◆ Estratto della pagina:
____

Intervista
di Renzo Montagnoli a Massimo Baldi, autore della silloge poetica Le quattro stagioni di un viaggiatore
solitario, edito da Edizioni Creativa.
Questo libro sviluppa diversi temi quali l'amore, le riflessioni
sull'esistenza, la religione e riporta anche alcuni aforismi. Quali motivi
inducono un uomo, nel caso specifico tu, a trasporre in versi le proprie
emozioni e sensazioni e con quale scopo?
Premetto che scrivere è
stata, sin dall'età adolescenziale, una passione irrefrenabile, un insopprimibile
desiderio di libertà.
I motivi principali che
mi hanno spinto a pubblicare
questa silloge e alcuni aforismi sono la voglia di trasmettere
agli altri le mie emozioni, il piacere di condividere riflessioni su temi
importanti quali l'amore, la religione e la vita in ogni sua forma e
manifestazione e la necessità del confronto dialettico con i lettori come
costante motivo di crescita e autocritica.
Le tematiche del libro
riflettono, inevitabilmente, il mio carattere e la mia sensibilità, il modo di
“leggere” il mondo oltre le sterili apparenze; alti e bassi, che sono presenti
nel libro, rappresentano pennellate di colore puro sul quadro della vita.

____

◆ Record di dati:
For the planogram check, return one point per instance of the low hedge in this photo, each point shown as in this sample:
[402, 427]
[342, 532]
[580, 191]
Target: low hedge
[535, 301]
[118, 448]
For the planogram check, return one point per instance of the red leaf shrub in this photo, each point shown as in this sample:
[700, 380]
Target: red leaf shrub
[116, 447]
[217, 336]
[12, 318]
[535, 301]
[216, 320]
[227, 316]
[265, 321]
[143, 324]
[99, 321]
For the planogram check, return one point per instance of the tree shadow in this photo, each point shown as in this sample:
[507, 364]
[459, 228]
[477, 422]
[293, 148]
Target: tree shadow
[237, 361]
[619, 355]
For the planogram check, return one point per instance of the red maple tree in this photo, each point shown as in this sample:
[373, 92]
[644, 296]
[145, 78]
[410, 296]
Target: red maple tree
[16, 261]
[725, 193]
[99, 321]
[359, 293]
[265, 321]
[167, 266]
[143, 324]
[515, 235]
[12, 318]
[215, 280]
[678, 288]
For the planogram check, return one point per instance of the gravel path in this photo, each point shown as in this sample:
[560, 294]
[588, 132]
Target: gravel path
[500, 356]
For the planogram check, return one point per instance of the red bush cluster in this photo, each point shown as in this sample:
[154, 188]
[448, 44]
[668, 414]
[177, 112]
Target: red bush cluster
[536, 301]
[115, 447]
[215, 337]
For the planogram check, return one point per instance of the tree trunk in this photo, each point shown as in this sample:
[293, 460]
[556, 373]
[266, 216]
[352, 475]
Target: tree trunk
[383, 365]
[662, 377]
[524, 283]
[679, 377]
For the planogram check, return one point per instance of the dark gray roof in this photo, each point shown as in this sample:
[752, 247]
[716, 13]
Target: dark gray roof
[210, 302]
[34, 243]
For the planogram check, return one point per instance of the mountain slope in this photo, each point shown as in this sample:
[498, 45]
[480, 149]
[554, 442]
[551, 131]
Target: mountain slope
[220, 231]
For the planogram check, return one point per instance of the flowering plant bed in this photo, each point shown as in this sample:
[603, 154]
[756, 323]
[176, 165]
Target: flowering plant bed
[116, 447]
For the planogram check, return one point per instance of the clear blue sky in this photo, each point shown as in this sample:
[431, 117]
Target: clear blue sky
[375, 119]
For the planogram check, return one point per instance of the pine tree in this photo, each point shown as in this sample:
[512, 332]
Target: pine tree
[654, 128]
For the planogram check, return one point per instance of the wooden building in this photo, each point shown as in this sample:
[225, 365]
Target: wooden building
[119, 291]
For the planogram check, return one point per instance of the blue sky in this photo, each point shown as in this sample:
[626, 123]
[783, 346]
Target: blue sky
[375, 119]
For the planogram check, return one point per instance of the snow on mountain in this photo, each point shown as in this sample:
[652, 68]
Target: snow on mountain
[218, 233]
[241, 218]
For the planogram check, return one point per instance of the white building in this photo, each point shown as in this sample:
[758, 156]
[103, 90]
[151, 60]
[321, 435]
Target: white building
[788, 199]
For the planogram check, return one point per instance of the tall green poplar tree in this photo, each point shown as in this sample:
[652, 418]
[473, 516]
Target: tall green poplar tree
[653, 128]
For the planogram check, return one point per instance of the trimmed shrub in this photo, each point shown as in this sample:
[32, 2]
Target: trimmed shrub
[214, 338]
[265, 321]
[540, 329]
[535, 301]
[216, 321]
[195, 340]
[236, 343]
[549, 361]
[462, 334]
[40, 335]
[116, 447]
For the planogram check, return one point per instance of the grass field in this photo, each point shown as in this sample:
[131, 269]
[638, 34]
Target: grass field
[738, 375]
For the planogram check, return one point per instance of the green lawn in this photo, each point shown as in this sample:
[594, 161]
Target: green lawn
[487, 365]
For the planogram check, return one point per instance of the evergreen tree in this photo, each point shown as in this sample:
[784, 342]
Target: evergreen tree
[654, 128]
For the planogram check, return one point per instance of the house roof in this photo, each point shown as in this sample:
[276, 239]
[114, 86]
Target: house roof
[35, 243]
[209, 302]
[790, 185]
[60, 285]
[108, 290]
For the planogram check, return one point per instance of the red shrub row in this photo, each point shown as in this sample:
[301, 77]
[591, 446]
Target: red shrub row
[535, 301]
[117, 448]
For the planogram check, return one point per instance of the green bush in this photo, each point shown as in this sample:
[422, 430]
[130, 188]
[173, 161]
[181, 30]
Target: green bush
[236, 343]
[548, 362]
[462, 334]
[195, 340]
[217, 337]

____

◆ Compiti ed esercizi:
1. Riscrivi il tratto dei record che va dalla riga contenente "the green bush" fino alla fine dei record, estremi e richieste compresi. Ridimensiona soltanto le coordinate dei punti di risposta, moltiplicandole per 1,05 e arrotondandole all'intero, con le metà per eccesso.
2. Estendi l'intervista sulla silloge poetica di Massimo Baldi, proseguendo dopo l'ultima frase riportata.
Il testo e i record provengono da fonti diverse.

◆ Soluzioni proposte:
1.
For the planogram check, return one point per instance of the green bush in this photo, each point shown as in this sample:
[422, 430]
[130, 188]
[173, 161]
[181, 30]
Target: green bush
[248, 360]
[575, 380]
[485, 351]
[205, 357]
[228, 354]

2.
Come Vivaldi dividi i periodi della vita in quattro stagioni ed è
perfettamente comprensibile, ma perché di
un viaggiatore solitario? In fin dei conti hai l'amore per tua moglie e
quello ti accompagna che lei sia con te, oppure no. Allora, se la vita è un
viaggio, un percorso, che significato ha quel “solitario”?
Sicuramente la mia
compagna di vita è il dono più bello che abbia mai ricevuto da Dio; io e Lei
diventiamo il viaggiatore, anzi siamo quel viaggiatore del libro e, attraverso
i suoi occhi, la vita diventa una meravigliosa e continua scoperta.
Il termine “solitario”
assume per me due significati abbastanza contrastanti: da un lato racchiude
qualcosa di bellissimo ed appagante perché rappresenta l'individualità che
rende ciascuno di noi esseri unici e imperfetti (per fortuna), contro qualsiasi
omologazione che ci spersonalizza e ci spoglia di noi stessi, dall'altro
nasconde, neppure troppo velatamente, una punta di amarezza in quanto io e Lei, talune volte, ci siamo confrontati con persone
superficiali, che ragionavano in maniera materialistica, insincera ed
egoistica.
Essere solitari, comunque, non vuol dire
porre delle barriere agli altri anzi è l'esatto contrario in quanto il
solitario ha coscienza di sé e dei propri limiti e il suo confronto con il
mondo è leale e sereno perché avviene dopo aver compiuto il viaggio più
meraviglioso e difficile, quello dentro la propria anima.
O forse è solo la nostra anima che compie il viaggio, un'essenza
incorporea che dona la vita a una materia inerte e poi l'abbandona quando la
carne ha compiuto il suo ciclo per ritornarsene nell'infinito, nell'eternità.
Sentimenti nobili, che condivido, ma che purtroppo contrastano con
un mondo fatto di apparenza e non di sostanza, in cui non sembra esserci posto
per quella spiritualità innata in ognuno di noi. E questa mia divagazione
finisce per il richiamare un'altra domanda: che cos'è per te la poesia?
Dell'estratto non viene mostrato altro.